== Given text ==
One can argue that the decrease in supply is being driven by a Silicon Valley start up called Airbnb, which is highly popular in Spain. For those who don’t know, Airbnb is a service that connects you with people who are offering accommodations in their own properties. The original premise of Airbnb was that you could rent out a person’s room, and you could spend time with the owner. Today, people and companies run businesses renting out apartments and houses to people who are looking for alternatives to hotels.
I spent a week in Madrid and Barcelona in April. In Madrid, I stayed in a room the owner lived in. He was out of town, but a guest occupied another room. It was a great experience as we got along well with the other occupant. In contrast, our Airbnb accommodation in Barcelona was owned by a couple who managed three properties, none of which they lived in. Overall, both experiences were great for us. But while Airbnb is a boon for tourists, it is to the detriment of local residents, as explained in this New Yorker article.
Nearly half the Airbnb properties in Barcelona are entire houses or apartments. The conceit of friendly locals renting out spare rooms has been supplanted by a more mercenary model, in which centuries-old apartment buildings are hollowed out with ersatz hotel rooms. Many properties have been bought specifically as short-term-rental investments, managed by agencies that have dozens of such properties. Especially in coveted areas, Airbnb can drive up rents, as longtime residents sell their apartments to people eager to use them as profit engines.

== Set problem 1 ==
List every place name that appears in the passage about Airbnb.
The Airbnb passage and the records are unrelated material.

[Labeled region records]
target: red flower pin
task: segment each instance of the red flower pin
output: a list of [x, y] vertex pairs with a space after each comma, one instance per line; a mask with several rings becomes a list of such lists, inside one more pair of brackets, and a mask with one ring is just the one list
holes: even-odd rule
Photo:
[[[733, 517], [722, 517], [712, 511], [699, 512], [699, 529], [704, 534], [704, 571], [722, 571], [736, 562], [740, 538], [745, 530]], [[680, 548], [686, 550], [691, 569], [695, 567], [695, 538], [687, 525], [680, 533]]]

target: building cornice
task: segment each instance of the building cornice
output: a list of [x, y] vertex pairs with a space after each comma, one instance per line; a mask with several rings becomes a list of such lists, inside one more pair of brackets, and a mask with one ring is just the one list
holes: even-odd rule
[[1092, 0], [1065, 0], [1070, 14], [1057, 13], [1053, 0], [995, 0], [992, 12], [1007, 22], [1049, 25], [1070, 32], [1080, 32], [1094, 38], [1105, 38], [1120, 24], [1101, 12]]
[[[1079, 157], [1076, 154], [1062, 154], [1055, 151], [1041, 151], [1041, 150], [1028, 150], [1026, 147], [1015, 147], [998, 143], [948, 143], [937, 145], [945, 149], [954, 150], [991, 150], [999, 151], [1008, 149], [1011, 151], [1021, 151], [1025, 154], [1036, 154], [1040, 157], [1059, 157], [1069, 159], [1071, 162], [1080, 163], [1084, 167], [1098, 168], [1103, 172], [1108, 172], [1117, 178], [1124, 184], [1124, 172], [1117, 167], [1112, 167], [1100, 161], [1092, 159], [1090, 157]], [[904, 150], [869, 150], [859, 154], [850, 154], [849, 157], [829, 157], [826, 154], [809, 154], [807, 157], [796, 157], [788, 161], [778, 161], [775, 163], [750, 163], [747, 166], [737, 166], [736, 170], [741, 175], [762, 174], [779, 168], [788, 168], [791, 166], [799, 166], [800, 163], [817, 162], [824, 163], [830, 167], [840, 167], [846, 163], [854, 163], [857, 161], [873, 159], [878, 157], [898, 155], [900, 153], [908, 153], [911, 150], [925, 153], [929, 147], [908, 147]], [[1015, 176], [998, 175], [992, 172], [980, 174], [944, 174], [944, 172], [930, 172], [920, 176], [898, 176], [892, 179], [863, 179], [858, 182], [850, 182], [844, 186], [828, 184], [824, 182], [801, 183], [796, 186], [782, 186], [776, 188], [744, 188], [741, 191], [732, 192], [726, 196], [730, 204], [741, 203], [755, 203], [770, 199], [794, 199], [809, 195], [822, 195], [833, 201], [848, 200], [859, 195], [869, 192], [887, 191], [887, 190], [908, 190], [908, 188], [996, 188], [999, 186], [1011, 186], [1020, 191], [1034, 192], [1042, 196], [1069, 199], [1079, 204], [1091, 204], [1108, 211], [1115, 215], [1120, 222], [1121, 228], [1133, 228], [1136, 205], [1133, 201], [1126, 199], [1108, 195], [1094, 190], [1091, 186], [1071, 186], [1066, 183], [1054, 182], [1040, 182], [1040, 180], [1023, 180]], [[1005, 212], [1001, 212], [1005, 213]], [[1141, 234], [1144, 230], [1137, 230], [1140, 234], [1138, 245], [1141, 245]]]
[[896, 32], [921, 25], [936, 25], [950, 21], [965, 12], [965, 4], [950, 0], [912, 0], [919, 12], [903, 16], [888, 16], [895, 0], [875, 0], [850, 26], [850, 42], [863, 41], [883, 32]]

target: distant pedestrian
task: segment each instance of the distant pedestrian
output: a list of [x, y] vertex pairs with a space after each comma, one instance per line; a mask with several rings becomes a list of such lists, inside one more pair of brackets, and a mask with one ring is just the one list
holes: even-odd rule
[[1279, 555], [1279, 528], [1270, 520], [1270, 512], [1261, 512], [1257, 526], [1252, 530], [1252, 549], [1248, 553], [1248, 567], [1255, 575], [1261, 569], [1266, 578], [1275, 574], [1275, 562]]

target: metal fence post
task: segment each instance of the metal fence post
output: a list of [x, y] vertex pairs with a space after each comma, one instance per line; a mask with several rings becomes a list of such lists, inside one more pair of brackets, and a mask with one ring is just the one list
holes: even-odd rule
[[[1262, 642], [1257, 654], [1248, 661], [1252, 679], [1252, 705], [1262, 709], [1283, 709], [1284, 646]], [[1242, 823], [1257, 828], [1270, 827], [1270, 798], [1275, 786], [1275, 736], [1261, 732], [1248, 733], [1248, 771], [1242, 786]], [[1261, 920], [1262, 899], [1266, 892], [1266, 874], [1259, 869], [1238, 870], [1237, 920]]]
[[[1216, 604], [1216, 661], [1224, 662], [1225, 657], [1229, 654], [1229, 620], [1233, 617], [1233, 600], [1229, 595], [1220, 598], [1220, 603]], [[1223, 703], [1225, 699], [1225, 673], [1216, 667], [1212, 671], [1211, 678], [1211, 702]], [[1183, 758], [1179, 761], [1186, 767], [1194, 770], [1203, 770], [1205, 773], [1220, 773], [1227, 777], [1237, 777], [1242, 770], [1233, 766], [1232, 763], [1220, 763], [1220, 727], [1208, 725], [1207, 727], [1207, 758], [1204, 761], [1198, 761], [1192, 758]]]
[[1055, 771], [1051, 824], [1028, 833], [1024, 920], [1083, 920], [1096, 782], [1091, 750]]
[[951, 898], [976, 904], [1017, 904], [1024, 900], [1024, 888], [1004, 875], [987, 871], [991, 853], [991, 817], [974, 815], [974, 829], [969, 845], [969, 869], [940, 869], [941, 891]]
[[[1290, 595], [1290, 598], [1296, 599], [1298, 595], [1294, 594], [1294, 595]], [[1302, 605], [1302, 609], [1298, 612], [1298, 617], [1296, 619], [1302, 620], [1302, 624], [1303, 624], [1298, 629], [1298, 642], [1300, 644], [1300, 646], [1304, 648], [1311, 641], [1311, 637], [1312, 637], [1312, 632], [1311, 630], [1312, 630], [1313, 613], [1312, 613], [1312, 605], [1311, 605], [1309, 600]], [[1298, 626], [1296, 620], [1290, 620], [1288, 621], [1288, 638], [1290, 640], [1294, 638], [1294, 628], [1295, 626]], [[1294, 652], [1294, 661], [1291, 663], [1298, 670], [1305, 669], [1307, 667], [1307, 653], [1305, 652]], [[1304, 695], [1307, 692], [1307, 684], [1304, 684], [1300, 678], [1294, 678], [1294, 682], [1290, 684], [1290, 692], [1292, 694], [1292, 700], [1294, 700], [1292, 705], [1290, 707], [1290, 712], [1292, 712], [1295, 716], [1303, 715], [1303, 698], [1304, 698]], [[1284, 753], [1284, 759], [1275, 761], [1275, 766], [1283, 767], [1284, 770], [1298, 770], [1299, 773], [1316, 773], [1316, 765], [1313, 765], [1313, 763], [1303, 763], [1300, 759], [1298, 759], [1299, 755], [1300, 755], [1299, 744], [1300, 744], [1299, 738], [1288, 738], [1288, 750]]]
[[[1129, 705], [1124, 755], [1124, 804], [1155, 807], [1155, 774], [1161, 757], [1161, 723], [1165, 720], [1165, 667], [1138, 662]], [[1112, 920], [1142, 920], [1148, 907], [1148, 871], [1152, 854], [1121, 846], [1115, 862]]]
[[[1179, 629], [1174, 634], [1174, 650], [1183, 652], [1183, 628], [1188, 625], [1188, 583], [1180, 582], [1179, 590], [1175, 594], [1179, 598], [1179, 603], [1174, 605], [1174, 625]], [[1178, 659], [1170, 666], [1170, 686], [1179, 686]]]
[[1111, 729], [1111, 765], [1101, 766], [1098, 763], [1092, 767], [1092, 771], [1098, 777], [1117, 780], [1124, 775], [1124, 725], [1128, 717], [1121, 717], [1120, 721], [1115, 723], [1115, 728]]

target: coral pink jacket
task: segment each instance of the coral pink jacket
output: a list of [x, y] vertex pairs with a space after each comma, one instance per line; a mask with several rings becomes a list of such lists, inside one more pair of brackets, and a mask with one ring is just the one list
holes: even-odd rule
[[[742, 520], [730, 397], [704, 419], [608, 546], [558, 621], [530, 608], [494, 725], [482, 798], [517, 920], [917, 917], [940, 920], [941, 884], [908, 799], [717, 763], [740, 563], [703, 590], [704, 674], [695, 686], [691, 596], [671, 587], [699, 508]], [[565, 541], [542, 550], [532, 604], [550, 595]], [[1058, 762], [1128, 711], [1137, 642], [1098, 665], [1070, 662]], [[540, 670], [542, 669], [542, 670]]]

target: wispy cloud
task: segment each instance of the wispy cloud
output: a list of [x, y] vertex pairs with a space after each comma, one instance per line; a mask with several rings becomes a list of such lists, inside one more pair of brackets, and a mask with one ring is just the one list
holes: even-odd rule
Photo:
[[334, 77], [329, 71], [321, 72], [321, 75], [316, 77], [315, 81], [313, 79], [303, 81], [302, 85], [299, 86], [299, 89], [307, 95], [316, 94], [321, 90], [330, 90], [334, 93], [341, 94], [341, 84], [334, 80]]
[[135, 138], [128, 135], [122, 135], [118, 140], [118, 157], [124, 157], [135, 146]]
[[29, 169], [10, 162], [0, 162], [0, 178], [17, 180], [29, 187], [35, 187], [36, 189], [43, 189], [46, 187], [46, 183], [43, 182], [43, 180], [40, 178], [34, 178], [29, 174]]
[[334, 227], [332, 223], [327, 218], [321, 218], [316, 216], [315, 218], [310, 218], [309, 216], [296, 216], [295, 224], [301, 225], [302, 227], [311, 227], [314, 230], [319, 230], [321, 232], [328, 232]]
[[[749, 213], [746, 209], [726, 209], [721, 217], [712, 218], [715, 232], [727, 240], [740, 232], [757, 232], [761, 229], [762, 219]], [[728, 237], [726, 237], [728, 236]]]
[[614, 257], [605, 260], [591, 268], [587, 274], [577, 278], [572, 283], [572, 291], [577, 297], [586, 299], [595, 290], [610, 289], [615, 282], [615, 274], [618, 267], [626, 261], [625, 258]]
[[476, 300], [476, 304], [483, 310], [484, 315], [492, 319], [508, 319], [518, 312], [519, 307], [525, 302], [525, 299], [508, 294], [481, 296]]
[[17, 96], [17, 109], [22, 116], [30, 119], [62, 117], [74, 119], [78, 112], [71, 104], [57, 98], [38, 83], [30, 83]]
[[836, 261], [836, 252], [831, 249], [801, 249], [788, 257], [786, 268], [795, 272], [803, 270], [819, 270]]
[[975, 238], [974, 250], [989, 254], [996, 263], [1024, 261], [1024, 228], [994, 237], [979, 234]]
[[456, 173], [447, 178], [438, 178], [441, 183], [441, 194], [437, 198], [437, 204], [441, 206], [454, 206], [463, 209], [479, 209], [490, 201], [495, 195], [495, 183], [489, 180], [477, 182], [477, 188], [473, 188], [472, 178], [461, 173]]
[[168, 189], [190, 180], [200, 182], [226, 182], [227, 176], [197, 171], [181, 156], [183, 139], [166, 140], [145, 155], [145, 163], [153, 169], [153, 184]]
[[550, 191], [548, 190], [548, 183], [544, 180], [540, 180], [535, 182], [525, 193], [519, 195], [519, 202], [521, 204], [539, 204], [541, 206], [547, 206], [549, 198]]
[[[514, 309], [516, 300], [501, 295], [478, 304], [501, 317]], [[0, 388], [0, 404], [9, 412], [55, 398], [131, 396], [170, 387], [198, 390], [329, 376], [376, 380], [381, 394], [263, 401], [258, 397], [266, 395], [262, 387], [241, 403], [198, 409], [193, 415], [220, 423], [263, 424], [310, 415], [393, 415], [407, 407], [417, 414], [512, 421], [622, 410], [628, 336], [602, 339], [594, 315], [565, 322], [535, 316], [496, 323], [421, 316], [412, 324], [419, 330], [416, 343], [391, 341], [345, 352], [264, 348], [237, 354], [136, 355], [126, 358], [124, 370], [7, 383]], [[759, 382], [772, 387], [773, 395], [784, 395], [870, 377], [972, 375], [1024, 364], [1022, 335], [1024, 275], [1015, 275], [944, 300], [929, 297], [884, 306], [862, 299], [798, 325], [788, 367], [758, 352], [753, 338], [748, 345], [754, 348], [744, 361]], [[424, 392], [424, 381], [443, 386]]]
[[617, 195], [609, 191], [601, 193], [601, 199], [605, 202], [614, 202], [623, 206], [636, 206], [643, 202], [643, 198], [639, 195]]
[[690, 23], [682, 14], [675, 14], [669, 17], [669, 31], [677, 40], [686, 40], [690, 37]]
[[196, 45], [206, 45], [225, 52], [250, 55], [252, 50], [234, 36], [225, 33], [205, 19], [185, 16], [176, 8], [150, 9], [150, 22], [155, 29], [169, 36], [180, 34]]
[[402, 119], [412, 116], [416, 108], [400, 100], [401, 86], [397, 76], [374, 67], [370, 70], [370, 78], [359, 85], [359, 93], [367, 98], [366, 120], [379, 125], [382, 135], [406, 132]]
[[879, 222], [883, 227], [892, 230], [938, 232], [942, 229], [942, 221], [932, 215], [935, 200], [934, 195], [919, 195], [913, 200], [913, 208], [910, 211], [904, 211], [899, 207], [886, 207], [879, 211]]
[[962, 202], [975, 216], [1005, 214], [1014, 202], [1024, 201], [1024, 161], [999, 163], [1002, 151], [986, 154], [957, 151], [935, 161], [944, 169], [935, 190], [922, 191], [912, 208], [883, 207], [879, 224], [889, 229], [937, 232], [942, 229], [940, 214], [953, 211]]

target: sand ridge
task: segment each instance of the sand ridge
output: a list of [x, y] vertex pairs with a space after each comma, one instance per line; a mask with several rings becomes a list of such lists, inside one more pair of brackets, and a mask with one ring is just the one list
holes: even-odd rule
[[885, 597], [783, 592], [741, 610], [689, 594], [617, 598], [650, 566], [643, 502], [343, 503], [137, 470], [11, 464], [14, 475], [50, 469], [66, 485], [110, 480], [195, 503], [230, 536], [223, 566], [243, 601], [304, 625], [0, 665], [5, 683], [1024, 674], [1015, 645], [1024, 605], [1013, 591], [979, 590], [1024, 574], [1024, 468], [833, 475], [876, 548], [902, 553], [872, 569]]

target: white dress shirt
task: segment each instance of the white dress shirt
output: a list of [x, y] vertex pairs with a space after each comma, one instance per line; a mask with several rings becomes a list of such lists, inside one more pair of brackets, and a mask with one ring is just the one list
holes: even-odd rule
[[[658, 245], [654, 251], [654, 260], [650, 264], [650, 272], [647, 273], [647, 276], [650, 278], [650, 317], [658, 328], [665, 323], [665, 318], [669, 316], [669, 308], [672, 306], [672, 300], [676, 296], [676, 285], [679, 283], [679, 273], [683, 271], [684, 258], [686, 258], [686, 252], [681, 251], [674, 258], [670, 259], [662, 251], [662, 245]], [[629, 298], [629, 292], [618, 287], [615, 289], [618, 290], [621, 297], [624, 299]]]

== Set problem 2 ==
Duplicate the records from their first line through the line that contains "525], [680, 533]]]", including both ends.

== Task output 1 ==
Silicon Valley, Spain, Madrid, Barcelona

== Task output 2 ==
target: red flower pin
task: segment each instance of the red flower pin
output: a list of [x, y] vertex pairs with a space after each comma, one instance per line; a mask with several rings becomes a list of such lists, inside one more pair of brackets, and a mask with one ring is just the one list
holes: even-odd rule
Photo:
[[[733, 517], [722, 517], [712, 511], [699, 512], [699, 529], [704, 534], [704, 571], [722, 571], [736, 562], [740, 538], [745, 530]], [[680, 548], [686, 550], [691, 569], [695, 567], [695, 538], [687, 525], [680, 533]]]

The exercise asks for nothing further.